> **AUFGABE A**
Nenne alle Jahreszahlen aus dem Text über den Design Report, in der Reihenfolge, in der sie vorkommen.

···

Für Fachleuchte und Publikum
Könnte der Design Report eine größere Leserschaft erreichen? Als Beilage einer Werbezeitschrift etwa, die dem Rat für Formgebung publizistische Präsenz bietet? Dies war eine Option. Im Präsidium setzte Michael Peters, damals Geschäftsführer der Media Frankfurt GmbH, eine andere durch: Das Magazin wurde bundesweit in Lizenz ausgeschrieben. Drei von fünfzig kontaktierten Verlagshäusern gelangten in die Endrunde. Den Zuschlag erhielt 1993 der MACup-Verlag in Hamburg, der Computer-Zeitschriften sowie das 1986 gegründete Grafikmagazin Page herausbrachte. Die Designerin und Journalistin Petra Schwab konzipierte als Chefredakteurin zusammen mit Thomas Edelmann eine Zeitschrift, die den Titel beibehielt, sonst aber mit den Vorläufern wenig gemein hatte. Das Blatt sollte die Designszene erreichen, darüber hinaus eine interessierte Öffentlichkeit ansprechen, die von Design mehr und anderes erwartet als in Wohnzeitschrift zu finden ist. Dies setzte einen multiperspektivischen Blick voraus.
Das Heft, gestalterisch neu erarbeitet von Art Direktorin Gabriele Günder und Arne Kluge, bot viele Anknüpfungspunkte für aktuellen Konsum, Neuheiten unterschiedlichster Produktsegmente wurden auf Designaspekte abgeklopft – vom Automobil über Möbel bis zu Haushaltsgegenständen. Textchefs wie Klaus Meyer und Ulrich Schmid achteten auf die Verständlichkeit der Texte. Zu regelmäßigen Kolumnisten wurden Heinz Hirdina (1942–2013) und Volker Albus (Jahrgang 1949), die im Wechsel designhistorische Analysen und Alltagsbeobachtungen lieferten.

···

> **AUFGABE B**
Sammle aus den Einträgen jede Zeile, die das Wort "blossoming" enthält. Groß- und Kleinschreibung zählen.

(Einträge mit Koordinatenangaben)

···

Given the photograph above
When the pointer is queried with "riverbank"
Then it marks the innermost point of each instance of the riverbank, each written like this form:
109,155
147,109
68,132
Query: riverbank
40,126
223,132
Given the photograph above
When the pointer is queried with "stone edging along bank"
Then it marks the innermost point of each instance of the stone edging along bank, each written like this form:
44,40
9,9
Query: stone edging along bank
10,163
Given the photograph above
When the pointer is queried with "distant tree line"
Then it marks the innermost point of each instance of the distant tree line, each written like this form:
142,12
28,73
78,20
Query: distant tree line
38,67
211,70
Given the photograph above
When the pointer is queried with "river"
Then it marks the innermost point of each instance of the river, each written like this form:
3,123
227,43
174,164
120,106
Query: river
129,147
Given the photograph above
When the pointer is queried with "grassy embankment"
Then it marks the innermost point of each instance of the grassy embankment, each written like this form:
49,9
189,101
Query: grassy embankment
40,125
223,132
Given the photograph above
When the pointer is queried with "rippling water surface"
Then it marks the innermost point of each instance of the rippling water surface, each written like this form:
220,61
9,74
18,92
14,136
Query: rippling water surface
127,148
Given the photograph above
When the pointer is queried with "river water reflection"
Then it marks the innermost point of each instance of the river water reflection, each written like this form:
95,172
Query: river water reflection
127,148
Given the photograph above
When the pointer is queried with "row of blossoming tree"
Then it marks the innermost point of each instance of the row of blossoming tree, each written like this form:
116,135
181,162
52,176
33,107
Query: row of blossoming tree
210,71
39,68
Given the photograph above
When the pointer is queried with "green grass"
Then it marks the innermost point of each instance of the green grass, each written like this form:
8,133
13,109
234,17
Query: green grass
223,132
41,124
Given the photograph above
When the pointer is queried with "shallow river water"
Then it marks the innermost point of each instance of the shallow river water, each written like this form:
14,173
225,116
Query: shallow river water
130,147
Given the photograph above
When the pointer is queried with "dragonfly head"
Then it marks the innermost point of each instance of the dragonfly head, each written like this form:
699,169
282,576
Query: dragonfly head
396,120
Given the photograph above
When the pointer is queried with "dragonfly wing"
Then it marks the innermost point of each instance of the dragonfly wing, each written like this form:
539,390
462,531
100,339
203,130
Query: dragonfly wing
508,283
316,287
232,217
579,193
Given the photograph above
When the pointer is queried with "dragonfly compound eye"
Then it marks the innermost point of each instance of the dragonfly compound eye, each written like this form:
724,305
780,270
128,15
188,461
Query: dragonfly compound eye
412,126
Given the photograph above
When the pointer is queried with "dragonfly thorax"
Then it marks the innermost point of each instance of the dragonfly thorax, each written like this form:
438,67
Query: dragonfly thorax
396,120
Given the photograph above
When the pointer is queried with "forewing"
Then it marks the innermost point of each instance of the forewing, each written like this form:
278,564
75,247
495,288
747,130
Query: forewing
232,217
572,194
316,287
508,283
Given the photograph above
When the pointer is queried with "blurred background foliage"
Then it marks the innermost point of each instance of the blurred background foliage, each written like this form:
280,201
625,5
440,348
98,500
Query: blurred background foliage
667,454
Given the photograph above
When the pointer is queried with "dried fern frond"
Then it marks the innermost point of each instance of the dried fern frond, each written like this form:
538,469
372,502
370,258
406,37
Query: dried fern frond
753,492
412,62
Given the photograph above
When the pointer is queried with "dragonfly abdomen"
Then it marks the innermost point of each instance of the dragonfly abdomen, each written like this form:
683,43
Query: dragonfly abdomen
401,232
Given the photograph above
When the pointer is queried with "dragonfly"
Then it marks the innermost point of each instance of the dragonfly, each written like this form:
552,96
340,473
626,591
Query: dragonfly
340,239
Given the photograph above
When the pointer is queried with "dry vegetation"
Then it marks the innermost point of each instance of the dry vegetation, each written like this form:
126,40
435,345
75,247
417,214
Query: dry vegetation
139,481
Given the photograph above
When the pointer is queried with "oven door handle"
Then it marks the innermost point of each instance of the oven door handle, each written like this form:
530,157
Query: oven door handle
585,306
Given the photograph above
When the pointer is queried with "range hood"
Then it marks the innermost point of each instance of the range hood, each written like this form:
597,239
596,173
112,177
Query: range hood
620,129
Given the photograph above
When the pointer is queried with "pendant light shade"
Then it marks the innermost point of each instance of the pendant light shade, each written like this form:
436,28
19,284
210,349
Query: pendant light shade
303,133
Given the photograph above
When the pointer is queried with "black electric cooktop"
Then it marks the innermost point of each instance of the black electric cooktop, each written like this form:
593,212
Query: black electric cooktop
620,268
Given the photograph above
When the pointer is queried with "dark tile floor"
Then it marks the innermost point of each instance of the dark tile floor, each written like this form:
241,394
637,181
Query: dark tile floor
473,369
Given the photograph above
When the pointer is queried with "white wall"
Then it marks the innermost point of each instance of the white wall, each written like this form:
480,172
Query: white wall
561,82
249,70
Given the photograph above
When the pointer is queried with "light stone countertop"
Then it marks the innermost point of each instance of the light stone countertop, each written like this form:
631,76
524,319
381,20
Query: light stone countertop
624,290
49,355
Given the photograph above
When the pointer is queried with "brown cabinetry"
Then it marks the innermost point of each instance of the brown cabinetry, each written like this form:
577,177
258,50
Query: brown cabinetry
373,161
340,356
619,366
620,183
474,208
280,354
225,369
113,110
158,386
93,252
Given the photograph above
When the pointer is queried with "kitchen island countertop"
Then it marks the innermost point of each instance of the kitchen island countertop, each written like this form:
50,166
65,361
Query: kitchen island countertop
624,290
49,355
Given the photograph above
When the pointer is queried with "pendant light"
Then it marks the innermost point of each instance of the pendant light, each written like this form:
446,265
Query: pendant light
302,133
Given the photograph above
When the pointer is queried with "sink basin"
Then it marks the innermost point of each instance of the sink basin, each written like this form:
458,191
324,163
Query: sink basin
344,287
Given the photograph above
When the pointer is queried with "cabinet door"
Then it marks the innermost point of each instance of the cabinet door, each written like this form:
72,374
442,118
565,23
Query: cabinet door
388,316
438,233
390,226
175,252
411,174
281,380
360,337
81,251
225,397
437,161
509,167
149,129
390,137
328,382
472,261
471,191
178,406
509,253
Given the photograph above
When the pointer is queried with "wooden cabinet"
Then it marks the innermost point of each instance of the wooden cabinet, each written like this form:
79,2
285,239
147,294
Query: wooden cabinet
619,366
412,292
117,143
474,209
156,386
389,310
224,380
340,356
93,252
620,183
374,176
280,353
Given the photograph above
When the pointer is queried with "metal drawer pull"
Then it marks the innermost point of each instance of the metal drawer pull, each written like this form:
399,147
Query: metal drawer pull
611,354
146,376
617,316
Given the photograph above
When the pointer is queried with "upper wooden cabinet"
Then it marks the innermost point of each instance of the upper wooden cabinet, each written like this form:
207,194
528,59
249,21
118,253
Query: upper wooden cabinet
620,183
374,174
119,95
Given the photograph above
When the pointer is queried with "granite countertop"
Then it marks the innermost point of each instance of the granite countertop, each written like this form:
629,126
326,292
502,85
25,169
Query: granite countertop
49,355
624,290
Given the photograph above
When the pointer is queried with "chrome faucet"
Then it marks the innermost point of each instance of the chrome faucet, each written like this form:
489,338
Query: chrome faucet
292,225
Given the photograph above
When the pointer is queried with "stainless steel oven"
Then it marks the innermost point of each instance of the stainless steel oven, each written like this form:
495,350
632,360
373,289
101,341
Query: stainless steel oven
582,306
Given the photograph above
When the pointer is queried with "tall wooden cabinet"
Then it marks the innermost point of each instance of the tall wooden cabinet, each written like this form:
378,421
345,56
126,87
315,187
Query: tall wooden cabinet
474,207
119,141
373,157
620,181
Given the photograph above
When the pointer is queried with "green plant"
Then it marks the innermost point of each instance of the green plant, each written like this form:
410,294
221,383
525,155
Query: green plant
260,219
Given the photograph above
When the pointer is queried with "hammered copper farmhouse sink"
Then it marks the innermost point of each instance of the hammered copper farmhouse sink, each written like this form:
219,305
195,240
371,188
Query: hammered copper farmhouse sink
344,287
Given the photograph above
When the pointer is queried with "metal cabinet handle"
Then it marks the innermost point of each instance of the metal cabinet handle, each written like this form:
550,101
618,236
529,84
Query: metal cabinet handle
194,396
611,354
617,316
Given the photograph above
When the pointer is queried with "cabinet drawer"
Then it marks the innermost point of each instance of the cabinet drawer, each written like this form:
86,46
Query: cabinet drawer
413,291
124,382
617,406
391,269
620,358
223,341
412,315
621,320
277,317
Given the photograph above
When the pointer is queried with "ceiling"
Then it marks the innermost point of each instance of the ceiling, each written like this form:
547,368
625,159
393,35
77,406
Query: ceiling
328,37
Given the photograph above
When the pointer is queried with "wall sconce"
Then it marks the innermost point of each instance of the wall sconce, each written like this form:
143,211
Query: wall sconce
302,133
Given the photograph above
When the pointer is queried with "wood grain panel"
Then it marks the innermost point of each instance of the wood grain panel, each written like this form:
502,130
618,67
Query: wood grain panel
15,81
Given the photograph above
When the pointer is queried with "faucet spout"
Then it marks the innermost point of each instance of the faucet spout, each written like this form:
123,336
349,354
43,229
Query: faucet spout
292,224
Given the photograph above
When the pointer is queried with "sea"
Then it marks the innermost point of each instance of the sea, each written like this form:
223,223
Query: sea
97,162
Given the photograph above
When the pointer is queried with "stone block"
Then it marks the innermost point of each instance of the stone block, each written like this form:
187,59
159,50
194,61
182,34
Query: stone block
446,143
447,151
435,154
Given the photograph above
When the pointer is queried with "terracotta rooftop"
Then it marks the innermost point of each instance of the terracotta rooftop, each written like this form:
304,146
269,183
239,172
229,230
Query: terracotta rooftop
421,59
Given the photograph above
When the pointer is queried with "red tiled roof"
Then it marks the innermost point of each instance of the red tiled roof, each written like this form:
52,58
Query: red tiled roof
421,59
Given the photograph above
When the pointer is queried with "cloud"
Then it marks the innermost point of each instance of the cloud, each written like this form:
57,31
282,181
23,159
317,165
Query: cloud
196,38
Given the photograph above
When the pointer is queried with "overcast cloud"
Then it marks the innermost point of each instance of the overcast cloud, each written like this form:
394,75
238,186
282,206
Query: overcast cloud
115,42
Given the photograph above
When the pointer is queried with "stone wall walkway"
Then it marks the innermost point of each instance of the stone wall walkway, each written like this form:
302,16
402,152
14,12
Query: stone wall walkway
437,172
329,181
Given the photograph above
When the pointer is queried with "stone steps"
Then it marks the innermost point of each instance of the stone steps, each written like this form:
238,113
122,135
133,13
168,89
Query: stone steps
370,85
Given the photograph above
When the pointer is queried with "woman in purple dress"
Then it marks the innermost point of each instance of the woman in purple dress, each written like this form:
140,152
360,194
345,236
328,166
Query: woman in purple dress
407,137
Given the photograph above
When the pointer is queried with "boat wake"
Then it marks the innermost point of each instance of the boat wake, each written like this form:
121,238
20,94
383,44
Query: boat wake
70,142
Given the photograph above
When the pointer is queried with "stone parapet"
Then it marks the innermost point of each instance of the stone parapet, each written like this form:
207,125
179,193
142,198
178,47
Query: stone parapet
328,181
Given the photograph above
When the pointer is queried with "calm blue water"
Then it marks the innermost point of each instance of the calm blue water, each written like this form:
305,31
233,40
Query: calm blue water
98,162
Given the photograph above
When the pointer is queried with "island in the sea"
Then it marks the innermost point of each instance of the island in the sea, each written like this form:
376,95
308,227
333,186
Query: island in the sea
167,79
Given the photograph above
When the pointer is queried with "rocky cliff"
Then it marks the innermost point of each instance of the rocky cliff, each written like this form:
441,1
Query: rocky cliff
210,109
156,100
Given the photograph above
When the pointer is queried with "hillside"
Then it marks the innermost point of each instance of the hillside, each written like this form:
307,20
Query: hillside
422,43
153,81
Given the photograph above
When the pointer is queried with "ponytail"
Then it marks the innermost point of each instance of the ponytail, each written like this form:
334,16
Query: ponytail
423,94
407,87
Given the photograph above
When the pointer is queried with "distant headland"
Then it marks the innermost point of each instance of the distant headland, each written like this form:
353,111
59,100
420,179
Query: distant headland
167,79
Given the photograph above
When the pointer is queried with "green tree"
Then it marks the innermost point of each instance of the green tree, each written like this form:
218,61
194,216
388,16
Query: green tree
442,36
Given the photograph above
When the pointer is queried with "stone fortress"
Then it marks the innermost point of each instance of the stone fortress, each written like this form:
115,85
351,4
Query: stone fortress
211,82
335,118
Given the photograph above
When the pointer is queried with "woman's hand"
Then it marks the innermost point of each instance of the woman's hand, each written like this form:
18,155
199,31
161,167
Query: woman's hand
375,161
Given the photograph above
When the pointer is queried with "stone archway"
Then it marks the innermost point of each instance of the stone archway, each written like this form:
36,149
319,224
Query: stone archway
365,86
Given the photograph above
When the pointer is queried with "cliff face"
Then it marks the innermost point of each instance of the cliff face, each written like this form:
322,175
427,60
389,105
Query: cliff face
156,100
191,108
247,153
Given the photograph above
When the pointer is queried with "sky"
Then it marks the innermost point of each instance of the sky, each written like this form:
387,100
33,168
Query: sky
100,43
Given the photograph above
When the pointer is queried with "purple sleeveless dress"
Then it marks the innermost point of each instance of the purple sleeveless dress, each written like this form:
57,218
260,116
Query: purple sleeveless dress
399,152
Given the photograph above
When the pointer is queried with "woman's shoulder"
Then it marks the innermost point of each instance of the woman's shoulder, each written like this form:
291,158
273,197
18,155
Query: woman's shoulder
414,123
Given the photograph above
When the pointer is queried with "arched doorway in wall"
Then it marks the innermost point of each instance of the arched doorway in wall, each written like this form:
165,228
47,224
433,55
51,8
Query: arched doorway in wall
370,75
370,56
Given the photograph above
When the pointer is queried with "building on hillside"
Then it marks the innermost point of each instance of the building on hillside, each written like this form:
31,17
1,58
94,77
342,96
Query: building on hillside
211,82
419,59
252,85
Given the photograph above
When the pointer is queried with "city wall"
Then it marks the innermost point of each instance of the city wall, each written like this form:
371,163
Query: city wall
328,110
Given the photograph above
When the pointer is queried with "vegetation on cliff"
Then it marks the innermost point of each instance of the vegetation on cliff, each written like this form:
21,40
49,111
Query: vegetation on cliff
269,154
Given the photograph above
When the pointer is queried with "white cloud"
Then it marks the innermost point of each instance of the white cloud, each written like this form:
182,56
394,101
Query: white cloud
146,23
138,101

···

> **ENDERGEBNIS A**
1993, 1986, 1942, 2013, 1949

> **ENDERGEBNIS B**
When the pointer is queried with "row of blossoming tree"
Then it marks the innermost point of each instance of the row of blossoming tree, each written like this form:
Query: row of blossoming tree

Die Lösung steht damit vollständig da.